GIVEN PASSAGE:
[start]

My understanding is that inflation is best offset by: 1) TIPS 2) Real Estate by a .7 ratio (house keeps up with inflation by 70% - or 30% loss inflation adjusted, 3) Stocks; in that order per history.

Quote:
Originally Posted by hdanielblank View Post
Funny, I used to work for Value Line and love the fact that they supply safety ranks. That said, individual stocks in a quantity less than 30 are simply to risky in price volatility and credit risk for you to put too much of your nest egg in. Please do not do that.

The answer to this dilemma may lie in Exchange Traded Funds (ETFs), mutual funds that trade like stocks but cheaper and more efficient. They hold a collection of securities that together will deliver much more safety through diversity. The no-brainer ETF to me right now is SCHP, it holds US Treasury Inflation-Protected Securities with a yield guaranteed to rise with inflation. Most brokers will try to talk you into something managed to hedge inflation (more costly and more risky). Don't fall for it. SCHP has a near-zero expense ratio and can be bought for zero through Schwab or Fidelity discount brokerages. Current yield on SCHP is 3.5%. If you are willing to take a bit more risk but far less than holding a single,high-yield utility or energy or transportation, stock, I have a few suggestions for you to check out on your discount brokerage platform. The best for you may be PCEF, an INVESCO ETF that holds 100 income-oriented closed-end funds (also funds that trade like stocks with technical differences). The internal expense ratio of this fund of funds and its market risk are considerably higher than SCHD. However, the bankruptcy risk is zero unlike that of individual stocks. PCEF has been around more than a decade. It pays MONTHLY, not quarterly dividends and it's current annual yield is more than 7.3%. PCEF has no equity market risk other than the price of the stock itself. which will go up or down relative to interest rates but will increase over time so don't sell it, just enjoy the yield. .Another more conventional ETF to buy and hold is SCHD which holds the highest dividend stocks in the S&P 500 and charges a neat-zero expense ration. Its current yield is 2% which is about 50% higher than the S&P 500. I hope this helps.

[end]

(Items from a dataset)
[start]

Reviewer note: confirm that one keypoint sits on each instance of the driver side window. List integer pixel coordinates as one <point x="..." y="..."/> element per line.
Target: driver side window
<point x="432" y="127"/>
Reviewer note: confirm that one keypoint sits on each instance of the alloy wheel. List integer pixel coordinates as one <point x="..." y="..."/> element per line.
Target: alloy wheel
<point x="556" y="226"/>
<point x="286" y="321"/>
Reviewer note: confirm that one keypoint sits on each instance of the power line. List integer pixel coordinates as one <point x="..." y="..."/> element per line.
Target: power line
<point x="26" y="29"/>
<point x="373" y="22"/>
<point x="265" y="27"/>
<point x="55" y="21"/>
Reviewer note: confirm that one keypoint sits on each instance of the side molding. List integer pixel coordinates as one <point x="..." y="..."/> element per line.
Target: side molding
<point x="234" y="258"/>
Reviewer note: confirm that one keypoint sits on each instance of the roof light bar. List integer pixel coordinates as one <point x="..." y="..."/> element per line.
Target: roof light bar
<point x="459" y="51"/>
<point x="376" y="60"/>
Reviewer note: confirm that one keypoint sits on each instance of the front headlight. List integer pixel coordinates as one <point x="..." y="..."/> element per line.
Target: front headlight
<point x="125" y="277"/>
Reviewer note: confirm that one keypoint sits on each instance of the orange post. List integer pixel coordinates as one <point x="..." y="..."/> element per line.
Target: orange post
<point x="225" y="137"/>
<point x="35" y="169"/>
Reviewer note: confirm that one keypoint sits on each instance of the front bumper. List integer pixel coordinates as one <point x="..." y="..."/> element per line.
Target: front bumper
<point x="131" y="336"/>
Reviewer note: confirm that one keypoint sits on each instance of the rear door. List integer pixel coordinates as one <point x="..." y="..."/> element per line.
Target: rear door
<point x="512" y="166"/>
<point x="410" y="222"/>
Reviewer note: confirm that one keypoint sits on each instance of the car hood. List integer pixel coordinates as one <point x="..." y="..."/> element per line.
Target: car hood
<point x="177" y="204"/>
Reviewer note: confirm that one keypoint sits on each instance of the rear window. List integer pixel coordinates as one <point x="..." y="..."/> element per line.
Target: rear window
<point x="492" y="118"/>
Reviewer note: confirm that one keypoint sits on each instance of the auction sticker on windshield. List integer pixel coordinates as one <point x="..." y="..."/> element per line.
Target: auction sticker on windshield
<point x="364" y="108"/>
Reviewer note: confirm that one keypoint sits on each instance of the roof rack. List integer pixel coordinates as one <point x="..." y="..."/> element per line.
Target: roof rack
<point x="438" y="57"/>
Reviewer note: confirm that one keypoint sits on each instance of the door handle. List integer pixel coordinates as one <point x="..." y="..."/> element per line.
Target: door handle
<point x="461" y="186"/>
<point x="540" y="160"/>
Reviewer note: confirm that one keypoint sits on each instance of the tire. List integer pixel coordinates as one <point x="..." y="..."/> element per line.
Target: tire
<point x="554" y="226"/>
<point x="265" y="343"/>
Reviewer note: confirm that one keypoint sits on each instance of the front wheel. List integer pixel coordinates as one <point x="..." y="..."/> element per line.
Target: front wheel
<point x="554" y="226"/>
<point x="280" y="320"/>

[end]

TO DO:
1 > Answer these about the post on inflation hedging:
(a) What does the first paragraph rank first for offsetting inflation?
(b) What does SCHP hold?
(c) How often does PCEF pay dividends?
2 > In the post on inflation hedging, restate the paragraph beginning "Funny, I used to work for Value Line" more briefly, keeping its main facts.
3 > Write out everything in the post on inflation hedging from "My understanding is" down to "not do that.", unchanged.
The records stand apart from the post on inflation hedging.

SOLUTIONS PER TASK:
1 >
(a) TIPS
(b) US Treasury Inflation-Protected Securities
(c) Monthly

2 > The writer once worked for Value Line and likes that it supplies safety ranks. Fewer than 30 individual stocks carry too much price volatility and credit risk to hold much of a nest egg in. The writer urges against doing that.

3 >
My understanding is that inflation is best offset by: 1) TIPS 2) Real Estate by a .7 ratio (house keeps up with inflation by 70% - or 30% loss inflation adjusted, 3) Stocks; in that order per history.

Quote:
Originally Posted by hdanielblank View Post
Funny, I used to work for Value Line and love the fact that they supply safety ranks. That said, individual stocks in a quantity less than 30 are simply to risky in price volatility and credit risk for you to put too much of your nest egg in. Please do not do that.